▶ [Your task]: When you copy the data, keep every line exactly as written and skip the pictures.

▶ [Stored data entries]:

_ _ _ _ _ _ _

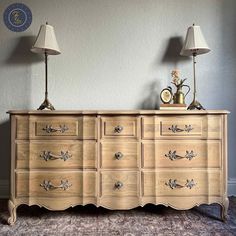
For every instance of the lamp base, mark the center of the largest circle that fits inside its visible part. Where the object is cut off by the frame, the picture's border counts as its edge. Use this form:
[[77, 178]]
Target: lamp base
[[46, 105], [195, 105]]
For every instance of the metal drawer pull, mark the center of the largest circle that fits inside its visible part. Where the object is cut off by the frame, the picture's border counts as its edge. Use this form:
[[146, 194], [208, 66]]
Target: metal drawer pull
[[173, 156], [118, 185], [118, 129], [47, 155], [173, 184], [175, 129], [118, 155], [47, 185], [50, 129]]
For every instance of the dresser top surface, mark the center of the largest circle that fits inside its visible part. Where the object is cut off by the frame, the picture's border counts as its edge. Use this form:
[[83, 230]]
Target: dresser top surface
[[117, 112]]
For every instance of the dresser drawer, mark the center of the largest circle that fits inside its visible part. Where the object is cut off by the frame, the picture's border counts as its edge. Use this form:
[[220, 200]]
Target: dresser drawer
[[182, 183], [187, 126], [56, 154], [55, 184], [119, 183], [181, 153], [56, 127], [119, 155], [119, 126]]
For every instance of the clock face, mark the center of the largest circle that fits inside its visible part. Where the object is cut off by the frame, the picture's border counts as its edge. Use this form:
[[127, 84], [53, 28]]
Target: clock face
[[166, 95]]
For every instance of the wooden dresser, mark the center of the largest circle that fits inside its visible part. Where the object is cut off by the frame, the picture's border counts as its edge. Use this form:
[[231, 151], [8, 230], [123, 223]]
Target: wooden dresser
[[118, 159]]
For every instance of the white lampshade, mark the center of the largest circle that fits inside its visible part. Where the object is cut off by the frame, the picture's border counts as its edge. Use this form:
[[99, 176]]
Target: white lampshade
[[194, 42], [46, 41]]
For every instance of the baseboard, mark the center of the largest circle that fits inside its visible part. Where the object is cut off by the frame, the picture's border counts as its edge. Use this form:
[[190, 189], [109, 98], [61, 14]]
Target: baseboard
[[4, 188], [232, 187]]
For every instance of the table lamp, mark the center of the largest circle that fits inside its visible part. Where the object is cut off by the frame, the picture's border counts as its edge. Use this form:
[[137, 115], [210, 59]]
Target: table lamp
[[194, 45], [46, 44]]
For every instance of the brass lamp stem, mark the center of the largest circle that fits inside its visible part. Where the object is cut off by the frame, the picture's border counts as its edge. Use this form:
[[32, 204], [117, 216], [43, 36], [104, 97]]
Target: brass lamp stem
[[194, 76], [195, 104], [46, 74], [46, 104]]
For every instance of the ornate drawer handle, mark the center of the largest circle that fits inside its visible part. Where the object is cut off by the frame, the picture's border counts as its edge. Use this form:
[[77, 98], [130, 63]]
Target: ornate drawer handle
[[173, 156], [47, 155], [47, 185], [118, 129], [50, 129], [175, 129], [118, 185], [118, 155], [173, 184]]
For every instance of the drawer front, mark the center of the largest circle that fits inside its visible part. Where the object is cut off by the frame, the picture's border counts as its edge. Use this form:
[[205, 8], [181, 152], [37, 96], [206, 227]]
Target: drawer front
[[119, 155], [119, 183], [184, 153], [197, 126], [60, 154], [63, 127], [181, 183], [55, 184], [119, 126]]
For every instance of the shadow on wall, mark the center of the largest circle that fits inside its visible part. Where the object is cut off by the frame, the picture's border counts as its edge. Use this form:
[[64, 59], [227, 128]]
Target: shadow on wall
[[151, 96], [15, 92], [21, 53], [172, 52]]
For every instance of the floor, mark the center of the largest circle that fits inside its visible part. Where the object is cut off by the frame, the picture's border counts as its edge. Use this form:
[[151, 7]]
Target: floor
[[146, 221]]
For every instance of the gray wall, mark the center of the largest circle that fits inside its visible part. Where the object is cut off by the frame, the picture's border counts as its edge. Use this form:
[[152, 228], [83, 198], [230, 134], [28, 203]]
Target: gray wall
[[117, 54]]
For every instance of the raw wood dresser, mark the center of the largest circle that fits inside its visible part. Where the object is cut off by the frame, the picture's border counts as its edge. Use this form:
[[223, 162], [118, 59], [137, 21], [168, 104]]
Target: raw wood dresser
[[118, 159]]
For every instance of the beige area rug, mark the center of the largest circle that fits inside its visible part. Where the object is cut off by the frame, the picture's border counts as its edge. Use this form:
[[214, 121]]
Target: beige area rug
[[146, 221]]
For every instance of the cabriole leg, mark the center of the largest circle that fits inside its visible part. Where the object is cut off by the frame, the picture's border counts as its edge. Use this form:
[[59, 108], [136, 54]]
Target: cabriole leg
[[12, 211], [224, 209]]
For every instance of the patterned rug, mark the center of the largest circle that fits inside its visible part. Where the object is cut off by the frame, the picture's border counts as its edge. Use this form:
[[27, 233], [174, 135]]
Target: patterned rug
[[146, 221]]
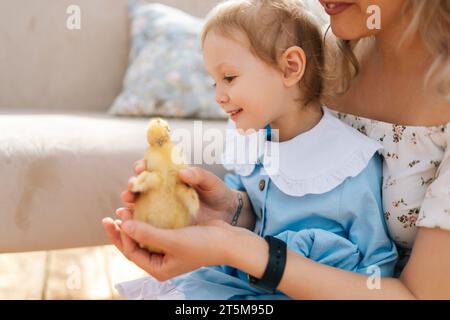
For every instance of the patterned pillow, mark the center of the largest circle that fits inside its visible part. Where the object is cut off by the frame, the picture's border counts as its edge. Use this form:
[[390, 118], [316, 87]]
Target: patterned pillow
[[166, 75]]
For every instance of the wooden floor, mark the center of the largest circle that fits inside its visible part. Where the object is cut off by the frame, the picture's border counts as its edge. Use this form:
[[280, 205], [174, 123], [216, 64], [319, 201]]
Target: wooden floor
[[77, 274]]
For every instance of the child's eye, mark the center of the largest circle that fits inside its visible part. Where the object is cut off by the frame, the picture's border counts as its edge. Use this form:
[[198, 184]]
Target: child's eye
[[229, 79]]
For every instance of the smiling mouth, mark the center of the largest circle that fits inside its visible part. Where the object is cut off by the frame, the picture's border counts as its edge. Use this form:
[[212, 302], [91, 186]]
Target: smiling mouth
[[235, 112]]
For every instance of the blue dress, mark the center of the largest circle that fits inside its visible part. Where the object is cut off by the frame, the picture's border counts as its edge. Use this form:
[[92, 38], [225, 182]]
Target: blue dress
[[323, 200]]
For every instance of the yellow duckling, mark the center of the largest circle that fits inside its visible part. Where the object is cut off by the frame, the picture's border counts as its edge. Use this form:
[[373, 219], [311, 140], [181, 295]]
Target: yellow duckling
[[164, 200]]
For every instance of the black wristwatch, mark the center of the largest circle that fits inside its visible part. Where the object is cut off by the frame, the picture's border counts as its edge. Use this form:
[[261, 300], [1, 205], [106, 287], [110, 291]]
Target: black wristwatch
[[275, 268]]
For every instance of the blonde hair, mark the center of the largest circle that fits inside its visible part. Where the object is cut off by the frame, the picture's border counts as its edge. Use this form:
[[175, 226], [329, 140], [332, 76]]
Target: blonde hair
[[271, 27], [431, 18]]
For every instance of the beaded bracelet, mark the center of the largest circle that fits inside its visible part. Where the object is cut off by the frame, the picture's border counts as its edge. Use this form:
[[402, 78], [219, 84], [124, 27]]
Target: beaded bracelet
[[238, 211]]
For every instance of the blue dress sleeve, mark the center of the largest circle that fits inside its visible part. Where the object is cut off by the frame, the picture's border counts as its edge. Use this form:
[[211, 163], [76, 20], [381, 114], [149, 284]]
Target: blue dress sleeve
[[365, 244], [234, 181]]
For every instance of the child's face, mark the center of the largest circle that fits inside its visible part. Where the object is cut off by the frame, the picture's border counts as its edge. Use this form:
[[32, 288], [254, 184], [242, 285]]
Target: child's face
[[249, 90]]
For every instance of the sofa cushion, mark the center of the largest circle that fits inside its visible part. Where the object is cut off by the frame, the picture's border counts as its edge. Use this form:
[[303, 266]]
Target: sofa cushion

_ _ _ _ _ _ _

▶ [Your solution]:
For every instance of the lamp base, mark the center of the largest circle that fits inside its visible part. Where the object is cut off by the frame, the picture's border counts as its edge. Use this form:
[[77, 178]]
Target: lamp base
[[46, 105], [195, 105]]
For every instance of the metal drawer pull, mark the center of the largest circle that fits inside its visible part. Where the object is cut off by the frame, the picture's border counts as its edge. Use this form:
[[146, 194], [208, 66]]
Target: metal drawer pull
[[173, 156], [118, 185], [118, 129], [47, 155], [173, 184], [175, 129], [118, 155], [47, 185], [50, 129]]
For every instance of the dresser top surface, mark the center of the largest circle that fits inside its visible part. Where the object is cut off by the frame, the picture's border counts as its edge. Use this form:
[[83, 230]]
Target: dresser top surface
[[117, 112]]
For every instance of the dresser drawer, mark the center of the largest circle that fits inside its visible part. Where the object is cut off by the frame, the picture's border counts as its edge. Use this form:
[[220, 200]]
Target: dresser drawer
[[182, 183], [187, 126], [56, 154], [55, 184], [119, 183], [181, 153], [56, 127], [119, 155], [119, 126]]
For every instance of the clock face, mark the center of the largest circle that fits inside its visible part. Where the object is cut off by the frame, the picture's border counts as its edge. Use this form:
[[127, 84], [53, 28]]
Target: clock face
[[166, 95]]
For every instance of the wooden dresser, mark the center of the largest circle that fits inside its visible part. Where the object is cut off by the frame, the picture's border counts as its edge. Use this form:
[[231, 151], [8, 230], [123, 223]]
Target: wooden dresser
[[118, 159]]
For every instance of the white lampshade, mark the center of the largest circle that fits inside its visible part. Where the object is cut off by the frame, the picture's border counts as its edge. Use this form:
[[99, 176]]
Target: white lampshade
[[194, 42], [46, 41]]
For every instance of the baseboard, mark the center of the largest circle that fits inside its visible part. Where the object is cut off by the frame, the picture's border counts as its edge. Use this form:
[[190, 189], [109, 98], [61, 14]]
Target: baseboard
[[4, 188], [232, 187]]
For every instance of the table lamp, mark the center of the largest circle that fits inside its visible part. Where the object is cut off by the frame, the picture's border counts as its edge. Use this form:
[[137, 115], [210, 59]]
Target: table lamp
[[194, 45], [46, 44]]
For every instance of the brass lamp stem, mark the center of the largest circle that fits inside its visible part. Where the object is cut off by the frame, the picture's border counts as its edge. Use this form:
[[32, 204], [117, 216], [43, 36], [104, 97]]
Target: brass lamp stem
[[194, 76], [195, 104], [46, 74], [46, 104]]
For every instance of the ornate drawer handle, mark the center of the largest circle that fits inside its visible part. Where the object is cut off by the frame, the picture's border counts as its edge. Use this form:
[[77, 98], [130, 63]]
Target: ornate drawer handle
[[173, 156], [47, 155], [47, 185], [118, 129], [50, 129], [175, 129], [118, 185], [118, 155], [173, 184]]
For every instance of the drawer front, mark the center of the largest circle that fits inside its visible part. Where the object is cut off by the frame, the picture's border counts as its edge. Use this form:
[[205, 8], [181, 152], [37, 96], [206, 227]]
Target: drawer front
[[119, 155], [119, 183], [184, 153], [197, 126], [60, 154], [63, 127], [181, 183], [55, 184], [119, 126]]
For every instance of the shadow on wall, mark the center of the largest circle that fits inside its visible part. Where the object is cut off by the frame, the picture's border counts as its edge. Use this form:
[[64, 59], [227, 128]]
Target: shadow on wall
[[151, 96], [15, 92], [21, 53], [172, 52]]
For every instance of the floor, mark the center of the largest circle that fits inside its visible part. Where the object is cut off by the frame, the picture's border counts as its edge. Use this form:
[[151, 7]]
Target: floor
[[146, 221]]
For every instance of the gray wall, mark the center of the largest circle that fits inside its visible part. Where the object is cut off by the frame, the picture's border counts as its edge. Use this form:
[[152, 228], [83, 198], [230, 134], [28, 203]]
Target: gray wall
[[117, 54]]
For every instance of the raw wood dresser, mark the center of the largest circle that fits inside its visible part. Where the object is cut off by the frame, the picture's border counts as its edge. Use this form:
[[223, 162], [118, 59], [137, 21], [168, 104]]
Target: raw wood dresser
[[118, 159]]
For every instance of the beige area rug, mark the center of the largest circle that fits inside its visible part. Where the object is cut off by the frame, the picture's border counts as its edge. Use this form:
[[214, 121]]
Target: beige area rug
[[146, 221]]
For every instance of the cabriole leg, mark the center of the largest circle that fits inside its visible part. Where the object is cut off by the frame, the picture's border counts as its edge. Use this form:
[[59, 108], [136, 54]]
Target: cabriole leg
[[12, 211], [224, 209]]
For every instance of the patterned rug, mark the center of the largest circle that fits inside its visible part. Where the object is cut off by the frame, the picture's border counts as its edge. Use this form:
[[27, 233], [174, 135]]
Target: patterned rug
[[146, 221]]
For every instance of the patterned pillow, mark the center of the largest circle that fits inside its visible part. Where the object is cut off by the frame, the picture's border counts as its edge. Use this form:
[[390, 118], [316, 87]]
Target: patterned pillow
[[166, 75]]
For every instance of the wooden floor, mark the center of the largest circle that fits inside its visible part. Where the object is cut off by the frame, the picture's border counts as its edge. Use this form:
[[280, 205], [174, 123], [216, 64], [319, 201]]
Target: wooden floor
[[77, 274]]
For every instance of the child's eye, mark the center of the largest circle that fits inside its visible part. Where the object is cut off by the frame, the picture's border counts as its edge. Use this form:
[[198, 184]]
Target: child's eye
[[229, 79]]
For every instance of the smiling mouth, mark the center of the largest circle that fits inside its visible part. Where the object is cut off by the frame, the picture's border counts as its edge. Use this form:
[[212, 302], [91, 186]]
Target: smiling mouth
[[235, 112]]
For every instance of the blue dress, mark the center of the largest circle that fits inside its visible part. Where the object is cut off by the frame, the picture's border counts as its edge. Use this form:
[[92, 38], [225, 182]]
Target: blue dress
[[323, 200]]
For every instance of the yellow duckling, mark the center of the largest circle that fits inside its visible part. Where the object is cut off by the frame, the picture's border counts as its edge. Use this form:
[[373, 219], [311, 140], [181, 295]]
Target: yellow duckling
[[164, 200]]
For every instance of the black wristwatch, mark the center of the largest circle that fits inside its visible part. Where the object is cut off by the frame, the picture's border counts as its edge. Use this form:
[[261, 300], [1, 205], [106, 287], [110, 291]]
Target: black wristwatch
[[275, 268]]
For every instance of the blonde hair, mark the center of the largest circle that fits inside its visible part. Where the object is cut off by the frame, the picture's border counts as its edge. Use this form:
[[175, 226], [329, 140], [332, 76]]
Target: blonde hair
[[271, 27], [431, 18]]
For every instance of the beaded bracelet, mark the center of the largest circle that fits inside its visible part. Where the object is cut off by the frame, the picture's border counts as its edge. Use this form:
[[402, 78], [219, 84], [124, 27]]
Target: beaded bracelet
[[238, 211]]
For every instance of the blue dress sleeve, mark the center of the largest circle that fits inside its visible part. Where the object is cut off by the frame, the picture's border counts as its edge. Use this form:
[[211, 163], [76, 20], [381, 114], [149, 284]]
Target: blue dress sleeve
[[365, 244], [234, 181]]
For every instance of the child's face, mark the center of the largest circle that fits inside its visible part. Where the object is cut off by the frame, the picture's border counts as its edge. Use this form:
[[32, 288], [254, 184], [242, 285]]
Target: child's face
[[249, 90]]
For every instance of the sofa cushion, mark the center of the largest circle that fits inside its visible part. Where the object is cut off by the frame, the picture's border counts as its edge. Use this form:
[[303, 266]]
Target: sofa cushion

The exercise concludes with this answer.